* Information:

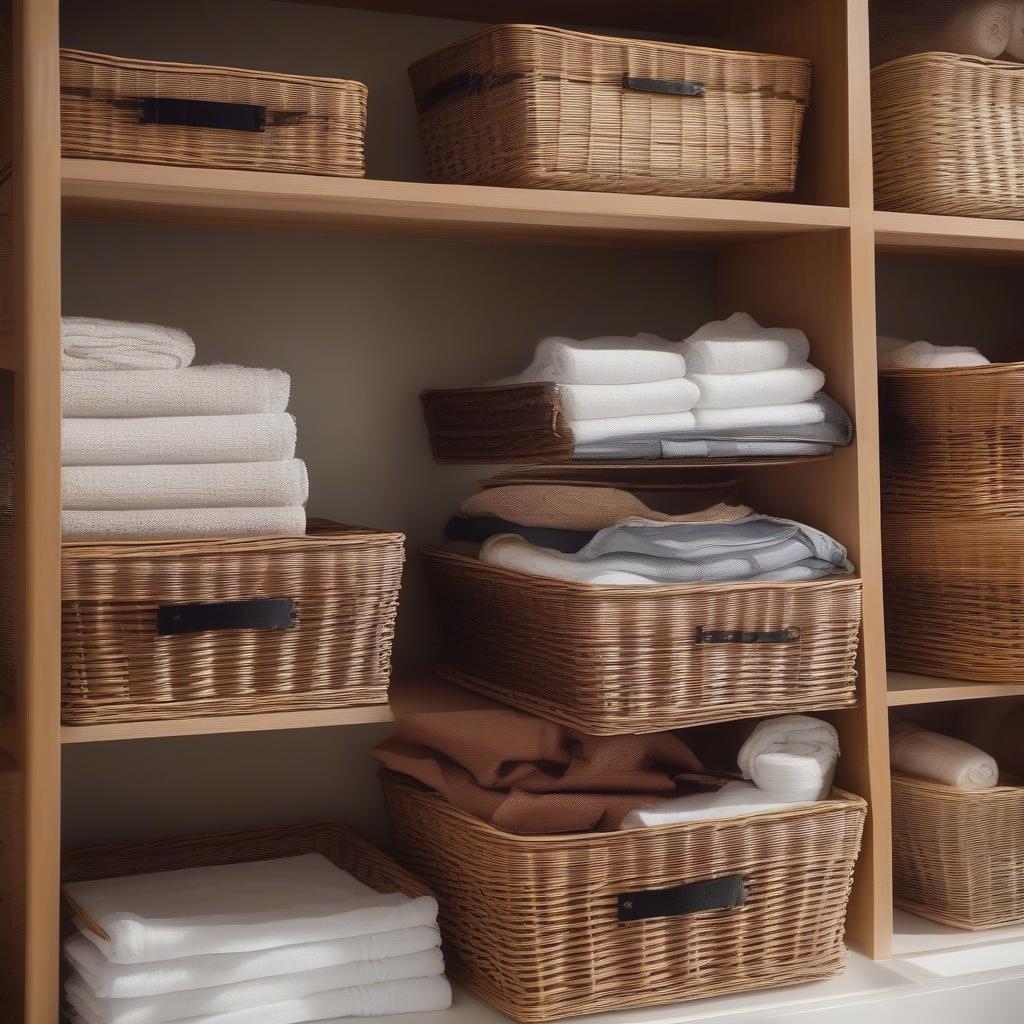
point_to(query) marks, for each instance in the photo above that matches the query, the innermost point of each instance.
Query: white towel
(246, 484)
(740, 345)
(176, 440)
(941, 759)
(792, 758)
(592, 431)
(408, 996)
(752, 417)
(227, 997)
(219, 390)
(604, 401)
(734, 800)
(147, 524)
(767, 387)
(87, 343)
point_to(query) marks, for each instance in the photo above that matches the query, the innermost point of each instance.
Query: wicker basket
(958, 857)
(609, 659)
(947, 135)
(542, 927)
(175, 629)
(196, 116)
(539, 108)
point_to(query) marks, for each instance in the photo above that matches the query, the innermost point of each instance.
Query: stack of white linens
(154, 446)
(268, 942)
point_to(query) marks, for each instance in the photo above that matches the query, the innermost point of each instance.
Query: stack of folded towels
(154, 446)
(267, 942)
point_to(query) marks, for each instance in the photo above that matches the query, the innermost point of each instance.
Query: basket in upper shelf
(610, 659)
(161, 630)
(541, 108)
(947, 137)
(197, 116)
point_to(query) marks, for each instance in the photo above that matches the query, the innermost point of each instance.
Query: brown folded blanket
(526, 775)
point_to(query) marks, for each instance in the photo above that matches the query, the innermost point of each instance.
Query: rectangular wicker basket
(542, 926)
(196, 116)
(176, 629)
(610, 659)
(542, 108)
(958, 857)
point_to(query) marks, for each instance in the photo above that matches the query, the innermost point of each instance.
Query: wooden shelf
(905, 688)
(147, 193)
(226, 723)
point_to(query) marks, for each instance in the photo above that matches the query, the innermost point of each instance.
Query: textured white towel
(767, 387)
(740, 345)
(219, 390)
(227, 997)
(177, 440)
(792, 758)
(239, 907)
(409, 996)
(232, 484)
(87, 343)
(167, 523)
(591, 431)
(734, 800)
(941, 759)
(605, 401)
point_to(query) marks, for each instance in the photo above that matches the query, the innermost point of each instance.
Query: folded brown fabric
(526, 775)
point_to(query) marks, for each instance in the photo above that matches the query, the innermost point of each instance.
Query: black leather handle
(202, 114)
(694, 897)
(259, 613)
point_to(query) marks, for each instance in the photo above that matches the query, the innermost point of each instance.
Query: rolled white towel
(146, 524)
(740, 345)
(768, 387)
(88, 343)
(218, 390)
(214, 485)
(178, 440)
(603, 401)
(941, 759)
(793, 758)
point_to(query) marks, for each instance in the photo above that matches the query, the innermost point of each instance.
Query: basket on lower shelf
(958, 857)
(546, 927)
(196, 116)
(176, 629)
(541, 108)
(609, 659)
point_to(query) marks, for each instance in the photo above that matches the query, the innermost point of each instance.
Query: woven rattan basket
(549, 927)
(947, 135)
(539, 108)
(609, 659)
(155, 113)
(958, 857)
(174, 629)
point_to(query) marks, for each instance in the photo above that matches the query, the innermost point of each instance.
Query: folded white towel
(792, 758)
(408, 996)
(146, 524)
(767, 387)
(740, 345)
(219, 390)
(87, 343)
(941, 759)
(178, 440)
(226, 997)
(232, 484)
(734, 800)
(752, 417)
(605, 401)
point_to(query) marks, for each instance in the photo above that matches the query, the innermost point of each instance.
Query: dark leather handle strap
(260, 613)
(202, 114)
(713, 894)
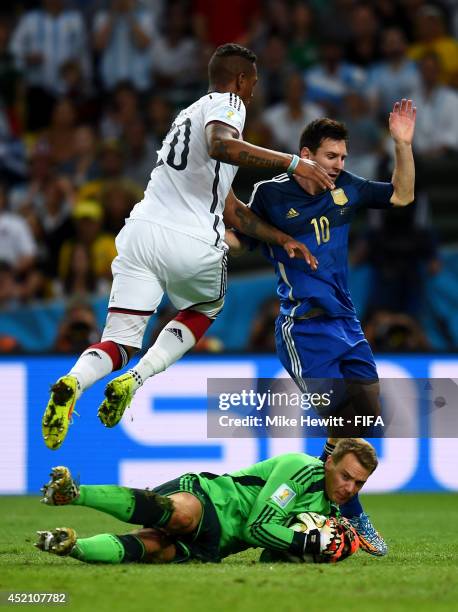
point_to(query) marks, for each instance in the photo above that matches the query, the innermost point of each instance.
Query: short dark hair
(227, 61)
(316, 131)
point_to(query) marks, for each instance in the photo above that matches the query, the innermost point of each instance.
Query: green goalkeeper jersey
(254, 505)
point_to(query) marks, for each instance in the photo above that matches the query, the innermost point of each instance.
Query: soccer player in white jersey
(173, 242)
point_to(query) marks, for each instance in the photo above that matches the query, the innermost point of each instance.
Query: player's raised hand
(402, 121)
(311, 170)
(299, 250)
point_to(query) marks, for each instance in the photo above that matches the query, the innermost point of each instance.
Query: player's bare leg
(174, 341)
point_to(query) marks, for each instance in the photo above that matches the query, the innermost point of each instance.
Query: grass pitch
(420, 573)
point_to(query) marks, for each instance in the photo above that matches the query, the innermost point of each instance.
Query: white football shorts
(153, 260)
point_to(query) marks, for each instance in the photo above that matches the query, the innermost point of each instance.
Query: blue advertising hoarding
(165, 433)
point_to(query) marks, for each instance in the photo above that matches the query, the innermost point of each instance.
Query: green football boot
(61, 489)
(118, 393)
(56, 418)
(60, 541)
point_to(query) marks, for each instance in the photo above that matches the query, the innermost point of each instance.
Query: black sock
(151, 509)
(133, 548)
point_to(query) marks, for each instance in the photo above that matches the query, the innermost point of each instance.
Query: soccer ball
(344, 543)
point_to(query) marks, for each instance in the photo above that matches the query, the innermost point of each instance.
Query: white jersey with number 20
(187, 189)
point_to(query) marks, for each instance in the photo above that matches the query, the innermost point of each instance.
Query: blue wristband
(293, 165)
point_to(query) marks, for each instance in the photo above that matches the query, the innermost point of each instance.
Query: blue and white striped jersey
(322, 223)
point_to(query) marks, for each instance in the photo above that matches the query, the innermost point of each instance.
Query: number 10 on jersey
(321, 227)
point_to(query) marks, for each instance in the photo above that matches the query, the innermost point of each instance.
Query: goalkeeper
(208, 517)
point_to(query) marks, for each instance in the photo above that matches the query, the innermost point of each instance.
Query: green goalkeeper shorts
(202, 545)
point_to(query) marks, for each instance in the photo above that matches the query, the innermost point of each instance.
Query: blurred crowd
(88, 90)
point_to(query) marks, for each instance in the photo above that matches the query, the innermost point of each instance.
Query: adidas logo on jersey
(176, 332)
(292, 213)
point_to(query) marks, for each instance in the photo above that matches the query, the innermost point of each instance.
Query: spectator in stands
(83, 165)
(436, 133)
(274, 70)
(214, 27)
(363, 48)
(140, 153)
(111, 160)
(329, 81)
(59, 137)
(118, 201)
(287, 119)
(123, 36)
(99, 246)
(396, 76)
(13, 164)
(10, 79)
(175, 55)
(80, 91)
(303, 47)
(42, 42)
(17, 246)
(123, 109)
(159, 117)
(366, 136)
(394, 332)
(9, 288)
(30, 192)
(401, 253)
(431, 36)
(54, 215)
(78, 328)
(262, 337)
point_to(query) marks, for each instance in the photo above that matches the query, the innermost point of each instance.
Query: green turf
(420, 573)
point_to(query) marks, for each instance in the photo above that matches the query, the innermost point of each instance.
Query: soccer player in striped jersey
(208, 517)
(318, 334)
(173, 243)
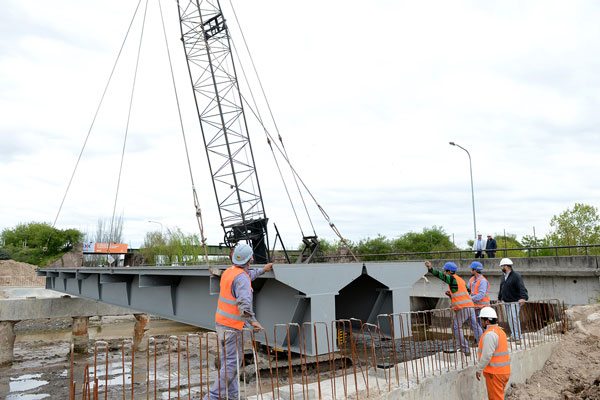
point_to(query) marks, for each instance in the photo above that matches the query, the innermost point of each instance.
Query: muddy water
(41, 366)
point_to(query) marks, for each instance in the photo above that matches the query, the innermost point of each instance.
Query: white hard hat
(505, 261)
(242, 254)
(488, 312)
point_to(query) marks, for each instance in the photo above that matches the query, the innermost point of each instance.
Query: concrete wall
(462, 385)
(574, 279)
(63, 307)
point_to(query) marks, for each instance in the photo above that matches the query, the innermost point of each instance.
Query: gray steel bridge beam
(298, 294)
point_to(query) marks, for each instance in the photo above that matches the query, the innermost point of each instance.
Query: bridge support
(7, 341)
(80, 335)
(139, 331)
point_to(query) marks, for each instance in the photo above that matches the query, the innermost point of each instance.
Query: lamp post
(156, 222)
(472, 191)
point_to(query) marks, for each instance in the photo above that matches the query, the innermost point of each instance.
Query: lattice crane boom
(211, 67)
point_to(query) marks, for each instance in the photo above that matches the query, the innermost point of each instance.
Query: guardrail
(361, 361)
(516, 252)
(551, 251)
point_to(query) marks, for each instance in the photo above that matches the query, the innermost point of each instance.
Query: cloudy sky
(366, 96)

* Problem requirements: Your output should be an exact copy of every line from the one containing "Query: gray steel bridge beam" through the end of the records.

* Worked solution:
Query: gray steel bridge beam
(298, 294)
point_to(query) marks, for each instance in the photo above that matches the query, the innermost point of each instance.
Query: bridge support
(7, 341)
(80, 335)
(139, 331)
point_to(query) marks, for each instance in the photo above that matches the query, the innermost point of each instance.
Query: lamp post
(156, 222)
(472, 191)
point_to(query) marks, for each instance in the photo above that matches the query, the innermost point of each instance.
Query: lattice crane boom
(211, 67)
point_to(query) marks, for each instance in the photo above that matches the query, the innermost point of each instance.
Query: guardrail
(361, 361)
(516, 252)
(551, 251)
point_to(query) marks, for each instance in the photo above that matches the query, the innermost point of each instance.
Query: cloudy sky
(366, 96)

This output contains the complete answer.